Dataset entries:
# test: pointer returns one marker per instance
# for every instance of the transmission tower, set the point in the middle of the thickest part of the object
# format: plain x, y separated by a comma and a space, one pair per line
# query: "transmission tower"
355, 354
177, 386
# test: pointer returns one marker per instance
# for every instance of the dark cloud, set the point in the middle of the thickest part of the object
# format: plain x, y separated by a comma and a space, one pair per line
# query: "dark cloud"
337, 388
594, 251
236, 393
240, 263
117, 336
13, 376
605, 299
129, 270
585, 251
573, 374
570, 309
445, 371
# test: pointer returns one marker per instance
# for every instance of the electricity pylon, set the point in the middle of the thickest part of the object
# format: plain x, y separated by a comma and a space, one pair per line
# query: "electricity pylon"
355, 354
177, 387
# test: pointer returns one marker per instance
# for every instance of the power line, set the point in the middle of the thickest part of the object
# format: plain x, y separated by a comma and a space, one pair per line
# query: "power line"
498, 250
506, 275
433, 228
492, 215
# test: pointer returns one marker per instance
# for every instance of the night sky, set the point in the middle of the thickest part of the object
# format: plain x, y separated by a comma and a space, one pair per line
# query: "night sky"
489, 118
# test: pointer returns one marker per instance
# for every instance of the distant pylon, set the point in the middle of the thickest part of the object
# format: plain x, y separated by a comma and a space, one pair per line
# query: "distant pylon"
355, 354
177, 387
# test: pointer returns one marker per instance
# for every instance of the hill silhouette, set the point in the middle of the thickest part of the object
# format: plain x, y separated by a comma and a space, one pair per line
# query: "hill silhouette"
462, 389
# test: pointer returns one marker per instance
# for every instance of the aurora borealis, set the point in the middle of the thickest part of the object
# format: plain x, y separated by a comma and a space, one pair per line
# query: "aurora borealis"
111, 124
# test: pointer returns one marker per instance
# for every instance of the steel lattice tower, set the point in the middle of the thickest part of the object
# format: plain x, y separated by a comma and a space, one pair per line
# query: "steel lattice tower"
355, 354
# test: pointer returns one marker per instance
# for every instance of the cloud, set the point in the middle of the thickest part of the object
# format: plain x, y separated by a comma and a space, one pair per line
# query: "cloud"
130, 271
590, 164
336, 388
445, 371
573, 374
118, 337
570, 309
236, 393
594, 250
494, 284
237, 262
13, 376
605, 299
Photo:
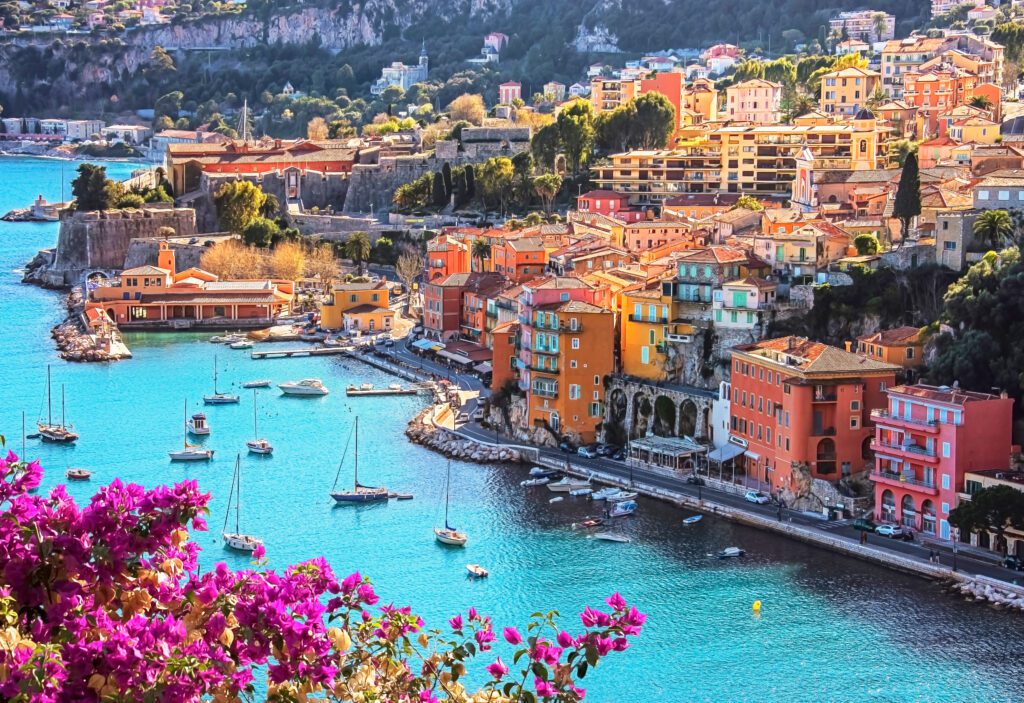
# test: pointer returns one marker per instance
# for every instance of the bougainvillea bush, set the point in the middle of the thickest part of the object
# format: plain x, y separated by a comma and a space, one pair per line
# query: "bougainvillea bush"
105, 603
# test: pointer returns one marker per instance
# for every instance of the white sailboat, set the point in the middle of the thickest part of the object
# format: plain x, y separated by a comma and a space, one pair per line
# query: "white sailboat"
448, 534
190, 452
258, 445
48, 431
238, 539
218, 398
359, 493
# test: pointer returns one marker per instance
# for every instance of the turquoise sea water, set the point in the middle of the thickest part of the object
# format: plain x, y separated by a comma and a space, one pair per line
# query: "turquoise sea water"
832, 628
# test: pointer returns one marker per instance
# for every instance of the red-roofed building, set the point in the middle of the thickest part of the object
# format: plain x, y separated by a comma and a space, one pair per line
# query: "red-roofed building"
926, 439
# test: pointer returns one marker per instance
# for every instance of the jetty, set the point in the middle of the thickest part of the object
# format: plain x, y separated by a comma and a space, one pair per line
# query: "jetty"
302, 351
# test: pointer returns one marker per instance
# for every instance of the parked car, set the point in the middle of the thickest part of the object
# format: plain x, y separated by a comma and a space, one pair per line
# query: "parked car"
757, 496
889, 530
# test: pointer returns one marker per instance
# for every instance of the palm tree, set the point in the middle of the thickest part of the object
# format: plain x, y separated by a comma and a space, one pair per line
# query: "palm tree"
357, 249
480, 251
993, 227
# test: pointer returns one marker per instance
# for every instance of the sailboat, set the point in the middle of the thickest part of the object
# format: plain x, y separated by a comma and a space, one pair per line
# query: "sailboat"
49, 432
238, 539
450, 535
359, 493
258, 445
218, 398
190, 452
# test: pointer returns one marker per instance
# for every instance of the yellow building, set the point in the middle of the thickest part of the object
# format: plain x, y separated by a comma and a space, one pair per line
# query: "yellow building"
* * *
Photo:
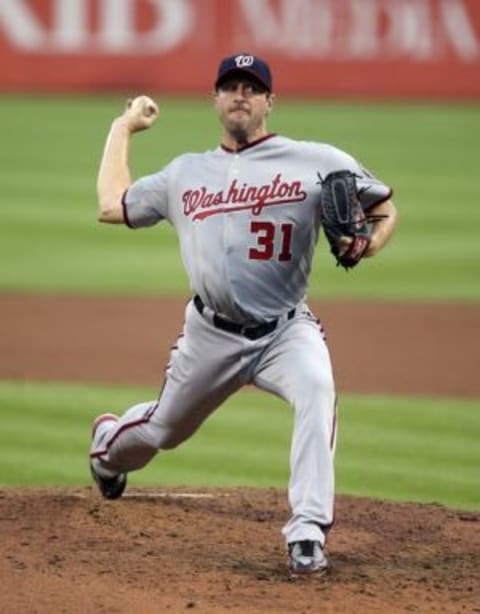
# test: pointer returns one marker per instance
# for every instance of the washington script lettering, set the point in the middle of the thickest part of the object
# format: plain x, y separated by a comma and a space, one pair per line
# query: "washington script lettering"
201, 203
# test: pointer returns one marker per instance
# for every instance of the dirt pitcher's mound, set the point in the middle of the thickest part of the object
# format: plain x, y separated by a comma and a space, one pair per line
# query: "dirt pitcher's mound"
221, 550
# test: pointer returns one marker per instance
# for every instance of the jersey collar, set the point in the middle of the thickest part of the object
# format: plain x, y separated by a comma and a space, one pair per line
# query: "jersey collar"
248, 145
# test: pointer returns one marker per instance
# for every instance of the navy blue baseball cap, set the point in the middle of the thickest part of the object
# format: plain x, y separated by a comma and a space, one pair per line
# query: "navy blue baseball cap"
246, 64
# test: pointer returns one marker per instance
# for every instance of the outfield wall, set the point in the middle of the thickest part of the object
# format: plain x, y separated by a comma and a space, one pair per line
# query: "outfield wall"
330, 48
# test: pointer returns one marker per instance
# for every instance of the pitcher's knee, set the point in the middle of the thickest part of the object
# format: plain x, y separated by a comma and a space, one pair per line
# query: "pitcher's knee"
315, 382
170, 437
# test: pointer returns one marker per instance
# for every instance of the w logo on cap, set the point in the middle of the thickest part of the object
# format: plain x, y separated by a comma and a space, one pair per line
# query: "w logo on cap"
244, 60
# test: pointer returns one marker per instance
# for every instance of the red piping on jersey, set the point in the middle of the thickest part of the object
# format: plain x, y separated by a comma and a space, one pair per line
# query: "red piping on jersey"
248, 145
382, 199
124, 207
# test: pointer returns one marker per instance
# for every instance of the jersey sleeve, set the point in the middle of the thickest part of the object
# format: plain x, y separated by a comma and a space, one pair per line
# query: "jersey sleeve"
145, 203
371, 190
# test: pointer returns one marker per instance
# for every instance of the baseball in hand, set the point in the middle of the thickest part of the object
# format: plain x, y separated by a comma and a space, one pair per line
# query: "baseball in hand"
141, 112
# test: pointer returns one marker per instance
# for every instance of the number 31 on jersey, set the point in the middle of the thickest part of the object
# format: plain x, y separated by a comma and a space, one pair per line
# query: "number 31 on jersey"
...
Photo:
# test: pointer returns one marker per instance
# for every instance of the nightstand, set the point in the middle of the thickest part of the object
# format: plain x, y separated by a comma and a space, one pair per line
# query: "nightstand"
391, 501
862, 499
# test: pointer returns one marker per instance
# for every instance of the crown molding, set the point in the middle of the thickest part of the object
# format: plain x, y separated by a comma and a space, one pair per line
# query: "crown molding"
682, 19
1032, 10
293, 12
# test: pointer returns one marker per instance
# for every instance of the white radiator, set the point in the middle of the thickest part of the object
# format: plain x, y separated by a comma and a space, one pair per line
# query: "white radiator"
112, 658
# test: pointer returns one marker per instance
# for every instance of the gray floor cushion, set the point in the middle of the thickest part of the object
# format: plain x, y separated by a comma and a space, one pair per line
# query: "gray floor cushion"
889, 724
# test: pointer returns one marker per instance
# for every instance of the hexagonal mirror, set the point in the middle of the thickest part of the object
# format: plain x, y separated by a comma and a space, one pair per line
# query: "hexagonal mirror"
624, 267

Problem details -
Go line by line through the data and copy any that contain "yellow".

Response area -
# for every instance of the yellow building, set the point in the middle of the thickest part of the object
# query: "yellow building"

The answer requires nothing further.